• _Work task_
The records below need to come back exactly as they are, pictures omitted.
§ §
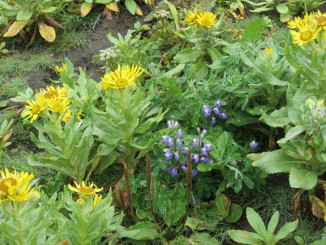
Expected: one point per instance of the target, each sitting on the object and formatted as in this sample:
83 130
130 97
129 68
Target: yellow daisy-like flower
97 200
122 77
321 19
60 69
85 190
306 33
206 19
59 105
268 51
34 108
14 186
66 117
192 18
51 92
§ §
• _Solution to the problem_
Expected: one point per instance of the target, each sitting on the object and formatted as in this sample:
83 130
130 97
129 68
Target: yellow daisy-like flower
97 200
122 77
321 19
60 69
85 190
306 33
206 19
59 105
268 51
34 108
14 186
66 117
192 18
51 92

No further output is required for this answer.